> WORK TO COMPLETE
Repeat the material exactly, every line of it.
■ ■ ■
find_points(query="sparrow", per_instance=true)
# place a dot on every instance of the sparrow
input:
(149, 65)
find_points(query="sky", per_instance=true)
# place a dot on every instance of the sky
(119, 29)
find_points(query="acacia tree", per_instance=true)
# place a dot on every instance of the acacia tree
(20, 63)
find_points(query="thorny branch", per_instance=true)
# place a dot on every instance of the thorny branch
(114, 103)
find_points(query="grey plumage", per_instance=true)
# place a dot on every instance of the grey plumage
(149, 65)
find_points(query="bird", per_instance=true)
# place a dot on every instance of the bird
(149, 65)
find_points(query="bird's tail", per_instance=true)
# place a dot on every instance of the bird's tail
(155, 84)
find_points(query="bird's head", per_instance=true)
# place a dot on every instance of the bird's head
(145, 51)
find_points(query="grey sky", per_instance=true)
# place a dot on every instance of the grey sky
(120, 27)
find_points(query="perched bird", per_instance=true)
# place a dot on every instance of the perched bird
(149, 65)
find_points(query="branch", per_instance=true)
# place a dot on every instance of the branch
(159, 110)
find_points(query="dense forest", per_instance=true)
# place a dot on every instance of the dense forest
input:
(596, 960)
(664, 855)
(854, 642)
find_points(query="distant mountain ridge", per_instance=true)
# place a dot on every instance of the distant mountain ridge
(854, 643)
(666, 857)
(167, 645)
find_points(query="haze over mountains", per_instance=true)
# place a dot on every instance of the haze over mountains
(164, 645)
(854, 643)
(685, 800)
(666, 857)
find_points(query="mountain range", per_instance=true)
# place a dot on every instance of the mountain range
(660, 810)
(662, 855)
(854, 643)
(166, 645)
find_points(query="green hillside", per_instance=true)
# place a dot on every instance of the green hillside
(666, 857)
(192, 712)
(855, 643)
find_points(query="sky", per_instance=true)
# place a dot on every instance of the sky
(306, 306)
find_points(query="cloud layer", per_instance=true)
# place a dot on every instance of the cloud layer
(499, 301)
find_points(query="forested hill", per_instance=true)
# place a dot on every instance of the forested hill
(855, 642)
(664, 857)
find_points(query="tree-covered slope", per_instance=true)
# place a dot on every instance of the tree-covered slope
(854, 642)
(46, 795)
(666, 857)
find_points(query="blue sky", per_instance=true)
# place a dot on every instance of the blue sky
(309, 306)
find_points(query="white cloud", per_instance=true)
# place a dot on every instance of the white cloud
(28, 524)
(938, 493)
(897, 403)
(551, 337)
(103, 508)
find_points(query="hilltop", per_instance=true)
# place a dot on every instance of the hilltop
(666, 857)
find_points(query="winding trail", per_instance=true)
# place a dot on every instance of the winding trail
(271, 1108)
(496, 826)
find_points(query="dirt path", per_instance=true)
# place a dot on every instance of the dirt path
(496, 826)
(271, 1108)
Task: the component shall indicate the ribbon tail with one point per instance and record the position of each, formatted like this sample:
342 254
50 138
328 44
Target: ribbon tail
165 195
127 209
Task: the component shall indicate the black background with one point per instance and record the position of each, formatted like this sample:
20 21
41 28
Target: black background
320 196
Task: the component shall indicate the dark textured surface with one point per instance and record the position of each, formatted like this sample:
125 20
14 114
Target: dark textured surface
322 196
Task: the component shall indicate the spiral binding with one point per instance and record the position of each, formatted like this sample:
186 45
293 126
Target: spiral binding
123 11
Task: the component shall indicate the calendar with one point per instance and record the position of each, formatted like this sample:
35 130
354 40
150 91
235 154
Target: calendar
■ ■ ■
> TASK RESULT
find_points(query="sparrow", per_instance=true)
# place a dot on every instance of the sparrow
input:
(149, 65)
find_points(query="sky", per_instance=true)
# place a dot on every instance of the sky
(119, 29)
find_points(query="acacia tree", per_instance=true)
# place a dot on every instance of the acacia tree
(20, 63)
find_points(query="thorny branch", per_instance=true)
# place a dot on every instance of the thorny branch
(114, 103)
find_points(query="grey plumage", per_instance=true)
# place a dot on every instance of the grey plumage
(149, 65)
find_points(query="bird", per_instance=true)
# place a dot on every instance of the bird
(149, 65)
find_points(query="bird's tail", per_instance=true)
# place a dot on every instance of the bird's tail
(155, 84)
find_points(query="bird's head", per_instance=true)
# place a dot on every instance of the bird's head
(145, 51)
find_points(query="grey sky", per_instance=true)
# place a dot on every instance of the grey sky
(120, 27)
find_points(query="perched bird", per_instance=true)
# place a dot on every instance of the perched bird
(149, 65)
find_points(query="branch", per_instance=true)
# place a dot on every instance of the branch
(159, 110)
find_points(query="dense forest", per_instance=true)
# place a dot on every instance of the dense forest
input:
(596, 960)
(664, 855)
(854, 642)
find_points(query="distant mountain ridge", per_instance=true)
# place a dot on every instance of the distant mountain ridge
(854, 643)
(666, 857)
(167, 645)
find_points(query="haze over mountains", per_instance=true)
# place a dot on every instance of the haze over mountains
(164, 645)
(854, 643)
(685, 800)
(666, 857)
find_points(query="mountain range", per_instance=true)
# place a dot on every instance of the mountain range
(660, 810)
(662, 855)
(854, 643)
(166, 645)
find_points(query="green hillside", per_instance=true)
# place a dot on every instance of the green hillside
(666, 857)
(192, 712)
(855, 643)
find_points(query="sky", per_instance=true)
# place a dot on every instance of the sky
(306, 306)
find_points(query="cloud layer", per_instance=true)
# place a dot on every instance of the cloud layer
(499, 301)
find_points(query="forested hill", per_instance=true)
# place a dot on every instance of the forested hill
(855, 642)
(664, 857)
find_points(query="tree-covered slope", per_instance=true)
# place a dot on every instance of the tree-covered slope
(854, 642)
(46, 795)
(666, 857)
find_points(query="blue sky", per_instance=true)
# place a dot on every instance of the blue sky
(309, 306)
find_points(query="white cloud", per_instance=true)
# place a dot on every instance of the white cloud
(28, 524)
(938, 493)
(897, 403)
(551, 337)
(103, 508)
find_points(query="hilltop", per_instance=true)
# place a dot on every instance of the hilltop
(666, 857)
find_points(query="winding trail", per_instance=true)
# place a dot on every instance of the winding trail
(271, 1108)
(496, 826)
find_points(query="dirt path", per_instance=true)
# place a dot on every instance of the dirt path
(496, 826)
(271, 1108)
Task: the component shall indicate the ribbon tail with one point per instance and record the position of each, formatted like this sample:
342 254
50 138
328 44
Target: ribbon tail
165 195
127 209
Task: the component shall indicate the black background with one point per instance and record the position of each, formatted like this sample:
20 21
41 28
Target: black background
320 196
Task: the component shall indicate the dark textured surface with one point per instance and record the position of each, formatted like this sample:
125 20
14 114
Target: dark textured surface
322 196
Task: the component shall indicate the spiral binding with one point per instance and record the position of each, formatted like this sample:
186 45
293 126
Target: spiral binding
123 11
Task: the component shall indicate the calendar with one point per instance and record the position of each, formatted like this sample:
35 130
354 40
150 91
235 154
Target: calendar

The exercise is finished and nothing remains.